LISTED ENTRIES ::
*** Begin section ***

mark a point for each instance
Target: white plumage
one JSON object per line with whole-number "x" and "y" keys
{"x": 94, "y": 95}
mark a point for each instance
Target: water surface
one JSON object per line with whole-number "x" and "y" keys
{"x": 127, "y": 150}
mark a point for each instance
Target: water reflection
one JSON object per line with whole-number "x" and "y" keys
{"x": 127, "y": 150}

*** End section ***
*** Begin section ***

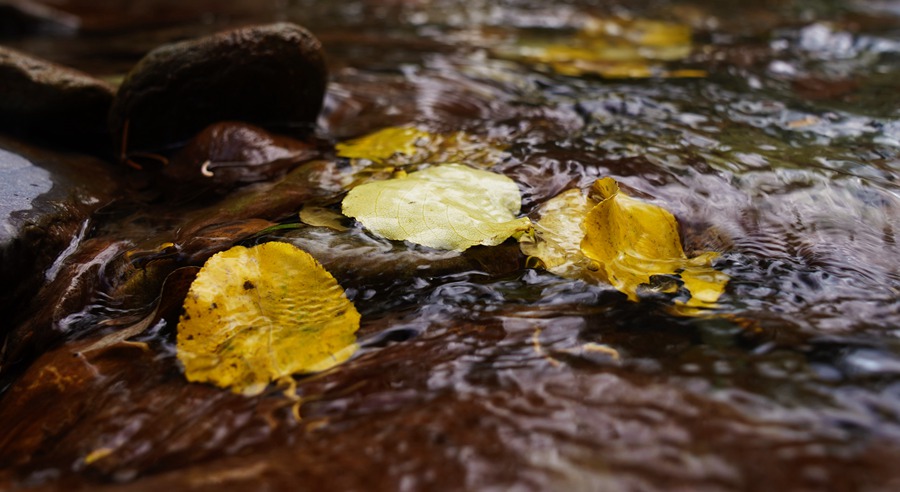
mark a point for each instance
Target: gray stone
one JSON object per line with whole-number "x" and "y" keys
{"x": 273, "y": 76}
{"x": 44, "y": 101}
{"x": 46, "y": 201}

*** End section ***
*** Begin section ***

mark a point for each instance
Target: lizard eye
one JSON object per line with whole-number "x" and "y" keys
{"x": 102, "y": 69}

*** End section ***

Each line of the data that holds the word "Target" should be copied.

Target: white plumage
Target: water surface
Target: water reflection
Target: gray stone
Target: lizard eye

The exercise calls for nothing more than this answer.